_Fragmento seleccionado:_
----------
Yo he cambiado de trabajo y de carrera en varias ocasiones, y no creo haber llegado a ninguna meta. Lo mío, por eso, más parece una road movie que un currículum vitae. Va uno acumulando amigos y experiencias, es cierto -esa es la parte buena-, pero también lo es que, con tanto cambio, nunca pasa del status de novato ni conoce los placeres que siente el experto consumado de su oficio. Y así pasa que llega un churumbel que sabe de todo más que tú. Tengo ahora un compañero que me cae muy bien y es de mi quinta: lleva en esto más de quince años y se las sabe todas, mientras que yo, como soy novato, todavía ando agobiado por lo que no sé y por las patas que por eso meto cada día. Si me hubiera quedado quieto -me digo- ya tendría esto tan dominado que podría dedicar mi tiempo a tocarme la barriga. Pero aquí ando, a punto de que la vida me cante los cuarenta y todavía pasando por el trabajo con la humildad forzada del becario que todo lo tiene que aprender.
----------
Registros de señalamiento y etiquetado
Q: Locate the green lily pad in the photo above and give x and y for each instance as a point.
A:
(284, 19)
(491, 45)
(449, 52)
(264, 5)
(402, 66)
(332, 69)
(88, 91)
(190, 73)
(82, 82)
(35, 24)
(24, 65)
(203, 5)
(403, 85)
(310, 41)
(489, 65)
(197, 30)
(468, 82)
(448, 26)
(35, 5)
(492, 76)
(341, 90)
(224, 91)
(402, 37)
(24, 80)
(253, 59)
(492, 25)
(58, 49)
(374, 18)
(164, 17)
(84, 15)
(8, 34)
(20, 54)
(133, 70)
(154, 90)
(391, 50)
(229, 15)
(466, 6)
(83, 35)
----------
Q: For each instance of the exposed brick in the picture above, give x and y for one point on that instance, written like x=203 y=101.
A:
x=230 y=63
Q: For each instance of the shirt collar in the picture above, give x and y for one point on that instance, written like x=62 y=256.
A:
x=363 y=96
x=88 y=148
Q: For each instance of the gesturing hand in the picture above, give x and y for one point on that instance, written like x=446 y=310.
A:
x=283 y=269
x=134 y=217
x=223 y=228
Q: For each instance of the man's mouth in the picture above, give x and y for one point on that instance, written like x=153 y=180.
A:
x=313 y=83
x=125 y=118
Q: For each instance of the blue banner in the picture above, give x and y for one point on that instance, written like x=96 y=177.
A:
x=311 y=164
----------
_Tarea pendiente:_
Según el fragmento seleccionado:
1. ¿A qué se parece más la trayectoria de quien narra que a un currículum vitae?
2. ¿Cuántos años lleva en el oficio el compañero que menciona?
3. ¿Qué edad está a punto de cumplir quien narra?

_Resultado del ejercicio:_
1. A una road movie.
2. Más de quince años.
3. Cuarenta años.